_Görev kümesi_
a) Röportaj metnindeki "Allah’ı zikredenin beyni daha sağlıklı olacak." cümlesini İngilizceye çevirin.
b) Röportaj metnini son cümlesinden sonrasını yazarak sürdürün.

Adnan Oktar’ın 24 Temmuz 2010 tarihli HarunYahyaTV röportajından
ADNAN OKTAR: “Hiçbir şey hakkında: ‘Ben bunu yarın mutlaka yapacağım’ deme. Ancak: ‘Allah dilerse’ (inşaAllah yapacağım de).” Mehdi (a.s.) talebeleri de, en çok ‘inşaAllah’ı Mehdi (a.s.) talebelerinde duyacağız. ‘İnşaAllah’ı, ‘maşaAllah’ı en çok kullananlar bu kilit kelimelerle dünyaya hakim olacaklar. Sırrıdır dünyanın; ‘inşaAllah’, ‘maşaAllah’. Dünya hakimiyetinin sırrıdır. Mehdi (a.s.) talebelerinin sırrıdır. Kilit kelimesidir. Kehf Suresi’nde açıklanmış bu. “Unuttuğun zaman Rabbini zikret.” Ahir zamanda unutkanlık yayılacak demek ki. İnsanlar hatırlayamayacaklar birçok şeyi. Bediüzzaman ne diyor? “Ahir zamanda unutkanlık artacak” diyor, hadis var. Mehdi (a.s.) devrinin özelliğidir. Kuran’da ne diyor, bak; “Unuttuğun zaman Rabbini zikret.” Demek ki Allah’ı zikredenler unutmaya karşı beyinlerini daha güçlü tutacaklar. Allah’ı zikredenin beyni daha sağlıklı olacak. Öbür türlü unutma daha yaygınlaşacak. “De ki: ‘umulur ki, Rabbim beni bundan daha yakın bir başarıya yöneltip-iletir.’” Kısa zamanda dünya hakimiyeti olacak. Bak, ne diyor? “Beni bundan daha yakın bir başarıya yöneltip-iletir” Yani 309 yıl değil, çok kısa zamanda. 1980’de başlayacak, 2020’de bitecek. İnşaAllah. Bak Peygamber (s.a.v.)’e Allah böyle dua ettiriyor. “Bundan daha yakın bir başarıya yöneltip-iletir.” Kısa sürede bir dünya hakimiyeti inşaAllah. “Üç yüz yıl kaldılar,” 300 sayısı, hatırlıyor musun Berker’im? 313, 300.
ALTUĞ BERKER: Estağfirullah Hocam. Hz. Mehdi (a.s.)’ın yardımcılarının sayısı Hocam inşaAllah.

(Koordinat işaretleme girdileri)
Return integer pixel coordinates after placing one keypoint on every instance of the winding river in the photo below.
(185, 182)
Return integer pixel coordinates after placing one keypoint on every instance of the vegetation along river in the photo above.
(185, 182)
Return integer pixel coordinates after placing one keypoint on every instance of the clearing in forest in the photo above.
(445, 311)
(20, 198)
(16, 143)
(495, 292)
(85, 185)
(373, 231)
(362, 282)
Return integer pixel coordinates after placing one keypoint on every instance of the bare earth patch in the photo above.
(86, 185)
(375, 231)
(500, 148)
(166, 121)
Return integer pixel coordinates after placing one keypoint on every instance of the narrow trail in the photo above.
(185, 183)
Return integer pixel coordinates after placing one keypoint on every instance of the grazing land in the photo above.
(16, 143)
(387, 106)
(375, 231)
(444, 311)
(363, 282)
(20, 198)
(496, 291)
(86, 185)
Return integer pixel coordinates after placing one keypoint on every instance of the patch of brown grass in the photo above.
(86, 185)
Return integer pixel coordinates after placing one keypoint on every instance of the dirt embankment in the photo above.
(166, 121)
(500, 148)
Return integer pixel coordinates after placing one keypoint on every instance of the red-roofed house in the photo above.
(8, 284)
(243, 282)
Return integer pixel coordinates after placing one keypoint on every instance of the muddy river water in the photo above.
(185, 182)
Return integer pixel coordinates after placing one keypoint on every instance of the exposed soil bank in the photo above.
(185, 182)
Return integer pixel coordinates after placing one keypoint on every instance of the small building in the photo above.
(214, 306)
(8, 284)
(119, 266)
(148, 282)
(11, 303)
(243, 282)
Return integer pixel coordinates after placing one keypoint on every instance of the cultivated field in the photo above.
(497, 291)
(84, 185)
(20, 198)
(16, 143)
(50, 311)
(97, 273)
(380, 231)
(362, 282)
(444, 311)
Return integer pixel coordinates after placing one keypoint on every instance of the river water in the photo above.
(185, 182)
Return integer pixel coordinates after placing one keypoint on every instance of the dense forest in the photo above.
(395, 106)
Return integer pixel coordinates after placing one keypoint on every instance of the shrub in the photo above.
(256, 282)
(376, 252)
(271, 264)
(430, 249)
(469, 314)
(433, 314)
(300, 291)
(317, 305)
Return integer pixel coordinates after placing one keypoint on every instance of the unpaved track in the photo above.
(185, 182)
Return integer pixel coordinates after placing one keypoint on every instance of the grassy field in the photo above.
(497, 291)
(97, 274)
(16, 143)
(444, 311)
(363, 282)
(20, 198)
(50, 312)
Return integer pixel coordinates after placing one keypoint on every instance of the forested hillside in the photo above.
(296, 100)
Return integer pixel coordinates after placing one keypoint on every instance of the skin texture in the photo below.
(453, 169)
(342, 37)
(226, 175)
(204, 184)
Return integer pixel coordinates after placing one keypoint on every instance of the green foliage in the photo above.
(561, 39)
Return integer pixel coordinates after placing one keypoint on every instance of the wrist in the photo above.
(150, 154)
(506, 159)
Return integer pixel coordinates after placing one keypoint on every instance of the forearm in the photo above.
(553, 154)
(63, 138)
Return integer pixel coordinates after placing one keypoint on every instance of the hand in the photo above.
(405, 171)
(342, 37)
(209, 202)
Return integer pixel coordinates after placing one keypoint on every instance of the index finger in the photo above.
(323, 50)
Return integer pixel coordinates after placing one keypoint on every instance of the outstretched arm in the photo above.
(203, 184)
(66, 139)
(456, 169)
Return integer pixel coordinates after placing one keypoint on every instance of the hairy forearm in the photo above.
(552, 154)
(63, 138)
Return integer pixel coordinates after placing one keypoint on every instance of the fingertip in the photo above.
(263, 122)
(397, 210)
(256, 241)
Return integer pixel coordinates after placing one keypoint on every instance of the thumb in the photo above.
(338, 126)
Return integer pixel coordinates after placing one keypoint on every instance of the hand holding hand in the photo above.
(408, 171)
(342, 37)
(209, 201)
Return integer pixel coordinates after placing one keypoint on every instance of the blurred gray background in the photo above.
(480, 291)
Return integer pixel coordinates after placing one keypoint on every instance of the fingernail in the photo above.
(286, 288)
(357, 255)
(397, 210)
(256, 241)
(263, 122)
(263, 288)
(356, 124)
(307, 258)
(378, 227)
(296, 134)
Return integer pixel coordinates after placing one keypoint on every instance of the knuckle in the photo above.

_Sonuçlar_
a) The brain of the one who remembers Allah will be healthier.

b)
ADNAN OKTAR: “Sana Rabbinin kitabından vahyedileni oku. O'nun sözlerini değiştirici yoktur.” Demek ki Kuran’a çok sadık olacak Mehdi (a.s.) talebeleri, buna işaret var. Kuran’ı çok okuyacaklar, Kuran’a dayandıracaklar açıklamalarını, inşaAllah. “Sen de sabah akşam O'nun rızasını isteyerek Rablerine dua edenlerle birlikte sabret.” Demek ki Mehdi (a.s.) talebeleri de sabah da akşam da Allah’a dua edecekler, inşaAllah. “Rablerine dua edenlerle birlikte sabret. Dünya hayatının (aldatıcı) süsünü isteyerek gözlerini onlardan kaydırma.” Yani kokmuş dedenin malı için, kokmuş amcanın yemeği için; aşağılık, kendini, malını, mülkünü küfür yolunda kullanan için değil. Allah için çalışanlara gözünü kaydıracak. “Süsünü isteyerek gözlerini onlardan kaydırma. Kalbini Bizi zikretmekten gaflete düşürdüğümüz, kendi 'istek ve tutkularına” yani yeme içme, yatıp kalkma, “(hevasına)' uyan ve işinde aşırılığa gidene itaat etme.” “Onlara uymayın” diyor. “Birbirinize sadık olun” diyor Cenab-ı Allah. “Ve de ki: 'Hak Rabbinizdendir; artık dileyen iman etsin, dileyen inkar etsin.’” Bu demokrasi değil mi? Bak; “dileyen iman etsin, dileyen inkar etsin.” Baskı yok. “Şüphesiz Biz zalimlere bir ateş hazırlamışız, onun duvarları kendilerini çepeçevre kuşatmıştır.“ “Onlar; altından ırmaklar akan Adn Cennetleri onlarındır, orada altın bileziklerle süslenirler, hafif ipekten ve ağır işlenmiş atlastan yeşil elbiseler giyerler ve tahtlar üzerinde kurulup-dayanırlar.” "Bağına girdiğin zaman, 'MaşaAllah, Allah'tan başka kuvvet yoktur' demen gerekmez miydi?” Bak, Kuran’da sırf Kehf Suresi’nde var; ‘inşaAllah’ ve ‘maşaAllah’. 39. ayet. “Belki Rabbim senin bağından daha hayırlısını bana verir.” Demek ki Mehdi (a.s.) talebelerinin bulunduğu yerler böyle bağlık, bahçelik, güzel yerlerde olacak. Hoş yerler olacak. Bir şeyler anlatılıyor Kuran’da inşaAllah. “(Seninkinin) üstüne gökten 'yakıp-yıkan bir afet' gönderir de kaygan bir toprak kesiliverir” diyor Allah. ‘Kaygan toprak’. Erozyon Ahir zamanda mı oldu?
OKTAR BABUNA: Evet Hocam.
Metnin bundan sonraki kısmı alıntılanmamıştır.